◆ Supplied text
┄┄┄┄┄┄

Hi HN,
Over the past two years I’ve built and debugged a fair number of production pipelines—mainly retrieval‑augmented generation stacks, agent frameworks, and multi‑step reasoning services. A pattern emerged: most incidents weren’t outright crashes, but silent structural faults that slowly compromised relevance, accuracy, or stability.
I began logging every recurring fault in a shared notebook. Colleagues started using the list for post‑mortems, so I turned it into a small public reference: 16 distinct failure modes (semantic drift after chunking, embedding/meaning mismatches, cross‑session memory gaps, recursion traps, etc.). The taxonomy isn’t academic; each item references a real outage or mis‑prediction we had to fix.
Why share it?
Common vocabulary – naming a failure mode makes root‑cause discussions faster and less hand‑wavy.
Earlier detection – several teams now check new features against the list before shipping.
Community feedback – if something is missing or misclassified, I’d rather learn it here than during another 3 a.m. incident.
The reference has already helped a few startups (and my own projects) avoid hours of trial‑and‑error. If you work on LLM infrastructure, you might find a familiar bug—or a new one to watch for. The link to the full table and brief write‑ups is in the “url” field of this Show HN post.
I’m not selling anything; it’s MIT‑licensed text. Comments, critiques, or additional failure patterns are very welcome.

┄┄┄┄┄┄

Data items

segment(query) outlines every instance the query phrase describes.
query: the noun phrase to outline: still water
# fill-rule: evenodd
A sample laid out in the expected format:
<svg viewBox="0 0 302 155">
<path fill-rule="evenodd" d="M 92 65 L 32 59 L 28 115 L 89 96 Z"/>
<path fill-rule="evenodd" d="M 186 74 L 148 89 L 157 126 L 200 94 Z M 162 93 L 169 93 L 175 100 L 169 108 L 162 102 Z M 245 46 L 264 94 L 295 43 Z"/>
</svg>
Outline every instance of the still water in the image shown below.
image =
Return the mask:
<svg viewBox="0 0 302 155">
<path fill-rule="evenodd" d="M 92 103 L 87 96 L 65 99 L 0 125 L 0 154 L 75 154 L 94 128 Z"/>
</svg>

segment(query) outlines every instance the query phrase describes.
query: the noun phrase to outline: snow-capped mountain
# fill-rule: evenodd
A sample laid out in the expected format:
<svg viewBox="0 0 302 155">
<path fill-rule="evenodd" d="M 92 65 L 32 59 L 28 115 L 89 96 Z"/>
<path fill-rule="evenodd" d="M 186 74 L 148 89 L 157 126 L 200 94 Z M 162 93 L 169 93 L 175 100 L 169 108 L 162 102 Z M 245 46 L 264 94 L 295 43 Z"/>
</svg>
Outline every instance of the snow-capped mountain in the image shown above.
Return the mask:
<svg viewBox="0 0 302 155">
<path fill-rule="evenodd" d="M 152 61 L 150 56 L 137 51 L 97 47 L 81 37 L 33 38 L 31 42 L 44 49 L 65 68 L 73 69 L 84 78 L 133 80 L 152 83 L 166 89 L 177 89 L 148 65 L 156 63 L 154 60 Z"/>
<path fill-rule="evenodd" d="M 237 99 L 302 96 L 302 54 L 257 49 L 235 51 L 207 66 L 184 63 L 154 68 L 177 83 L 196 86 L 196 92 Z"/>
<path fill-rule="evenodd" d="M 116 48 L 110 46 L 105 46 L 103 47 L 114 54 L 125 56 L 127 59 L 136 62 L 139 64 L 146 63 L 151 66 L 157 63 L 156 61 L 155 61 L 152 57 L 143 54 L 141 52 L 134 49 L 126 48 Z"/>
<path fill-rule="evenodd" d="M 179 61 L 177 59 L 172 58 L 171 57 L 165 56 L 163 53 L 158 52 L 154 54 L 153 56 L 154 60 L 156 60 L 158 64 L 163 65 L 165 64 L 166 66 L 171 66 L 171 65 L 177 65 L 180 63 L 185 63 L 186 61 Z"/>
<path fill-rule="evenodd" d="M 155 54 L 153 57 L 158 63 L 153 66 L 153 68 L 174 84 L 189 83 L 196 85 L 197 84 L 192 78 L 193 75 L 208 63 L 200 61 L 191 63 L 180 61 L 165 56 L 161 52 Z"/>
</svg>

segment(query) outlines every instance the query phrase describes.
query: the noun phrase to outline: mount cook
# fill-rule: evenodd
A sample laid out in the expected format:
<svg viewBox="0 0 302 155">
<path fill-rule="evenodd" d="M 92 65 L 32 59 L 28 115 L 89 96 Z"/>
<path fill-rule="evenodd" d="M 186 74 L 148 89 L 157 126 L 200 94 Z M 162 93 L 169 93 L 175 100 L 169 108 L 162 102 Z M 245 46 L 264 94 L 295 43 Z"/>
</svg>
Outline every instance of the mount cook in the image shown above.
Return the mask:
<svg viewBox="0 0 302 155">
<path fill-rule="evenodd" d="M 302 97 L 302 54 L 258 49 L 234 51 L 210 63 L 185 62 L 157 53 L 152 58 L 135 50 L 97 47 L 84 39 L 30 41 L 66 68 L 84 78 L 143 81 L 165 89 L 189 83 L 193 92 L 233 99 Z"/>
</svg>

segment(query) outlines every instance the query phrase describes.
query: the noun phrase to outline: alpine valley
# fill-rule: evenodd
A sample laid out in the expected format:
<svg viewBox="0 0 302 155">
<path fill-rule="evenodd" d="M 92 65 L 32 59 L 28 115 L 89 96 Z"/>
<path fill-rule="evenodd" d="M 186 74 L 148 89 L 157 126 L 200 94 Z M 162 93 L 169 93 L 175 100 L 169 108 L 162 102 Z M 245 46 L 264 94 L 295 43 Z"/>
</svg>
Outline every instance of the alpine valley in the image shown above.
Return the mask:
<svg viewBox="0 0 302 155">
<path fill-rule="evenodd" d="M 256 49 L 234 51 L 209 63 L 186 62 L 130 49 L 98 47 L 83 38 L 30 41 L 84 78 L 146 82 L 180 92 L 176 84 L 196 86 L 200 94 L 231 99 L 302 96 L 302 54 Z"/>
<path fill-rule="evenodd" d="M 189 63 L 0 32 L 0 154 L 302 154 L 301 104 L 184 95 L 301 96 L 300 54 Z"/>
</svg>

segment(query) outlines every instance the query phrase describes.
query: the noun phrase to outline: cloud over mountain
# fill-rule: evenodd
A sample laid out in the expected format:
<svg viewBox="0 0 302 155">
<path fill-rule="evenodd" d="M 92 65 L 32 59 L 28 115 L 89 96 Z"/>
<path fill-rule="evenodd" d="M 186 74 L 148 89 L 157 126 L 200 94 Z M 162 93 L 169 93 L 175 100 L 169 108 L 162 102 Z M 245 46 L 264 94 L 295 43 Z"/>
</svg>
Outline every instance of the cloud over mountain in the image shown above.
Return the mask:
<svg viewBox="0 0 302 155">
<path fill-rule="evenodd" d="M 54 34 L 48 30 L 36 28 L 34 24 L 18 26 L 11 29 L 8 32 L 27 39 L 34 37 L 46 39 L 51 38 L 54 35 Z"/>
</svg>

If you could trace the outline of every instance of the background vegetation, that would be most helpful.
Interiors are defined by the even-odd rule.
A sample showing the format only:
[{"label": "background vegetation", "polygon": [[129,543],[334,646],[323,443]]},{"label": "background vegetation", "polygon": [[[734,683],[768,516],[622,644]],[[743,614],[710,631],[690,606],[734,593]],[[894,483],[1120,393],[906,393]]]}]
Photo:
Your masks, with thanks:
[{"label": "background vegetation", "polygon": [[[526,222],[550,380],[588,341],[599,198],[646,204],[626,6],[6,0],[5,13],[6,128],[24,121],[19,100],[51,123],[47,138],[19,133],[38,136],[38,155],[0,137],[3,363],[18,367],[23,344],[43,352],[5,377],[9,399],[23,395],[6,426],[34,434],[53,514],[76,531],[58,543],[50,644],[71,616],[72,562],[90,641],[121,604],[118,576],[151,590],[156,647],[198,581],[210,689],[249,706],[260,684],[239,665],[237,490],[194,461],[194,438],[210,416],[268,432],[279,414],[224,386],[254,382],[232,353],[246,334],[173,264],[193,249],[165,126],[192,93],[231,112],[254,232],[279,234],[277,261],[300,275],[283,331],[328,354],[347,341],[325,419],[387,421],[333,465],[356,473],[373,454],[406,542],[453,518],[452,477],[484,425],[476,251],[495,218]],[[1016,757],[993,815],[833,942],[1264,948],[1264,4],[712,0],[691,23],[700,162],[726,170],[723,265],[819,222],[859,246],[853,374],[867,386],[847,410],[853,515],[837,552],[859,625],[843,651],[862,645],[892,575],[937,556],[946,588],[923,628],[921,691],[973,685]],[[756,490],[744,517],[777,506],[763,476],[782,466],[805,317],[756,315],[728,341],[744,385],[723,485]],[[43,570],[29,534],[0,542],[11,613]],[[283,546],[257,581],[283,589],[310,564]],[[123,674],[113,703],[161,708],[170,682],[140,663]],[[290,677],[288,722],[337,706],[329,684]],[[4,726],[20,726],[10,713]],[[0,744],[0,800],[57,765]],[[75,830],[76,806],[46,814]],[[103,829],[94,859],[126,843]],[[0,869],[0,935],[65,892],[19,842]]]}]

┄┄┄┄┄┄

◆ What to do
(a) Using the failure-mode post, decide whether each statement agrees with it, answering yes or no and quoting the deciding words: (i) the reference covers 16 failure modes; (ii) the author is offering the reference for sale; (iii) most incidents the author encountered were outright crashes.
(b) Carry the failure-mode post forward from its last sentence.
The records have no connection to the text.

◆ Answer section
(a)
(i) Yes: "16 distinct failure modes"
(ii) No: "I’m not selling anything"
(iii) No: "most incidents weren’t outright crashes"

(b)
Thanks for taking a look.
God I needed this:)
Been wrangling a RAG pipeline for the past few weeks and I swear the model looks like it’s working, but then drops logic mid-sentence, forgets context it saw 10 seconds ago, or hallucinates citations from chunks that were actually relevant — just… semantically wrong…….
The worst part? No errors. Nothing crashes. You just sit there wondering if you’re going crazy or if “LLMs are just like that.”
Reading your list was like watching someone read my bug reports back to me, but actually organized. Especially the stuff on memory gaps and “interpretation collapse” — we’ve hit those exact issues and kept patching them with duct tape (reranking, re-chunking, embedding tweaks, all the usual).
So yeah, big thanks for putting this together. Even just having the names of these failure modes helps explain things to my team.
MIT license is a cherry on top. Subscribed.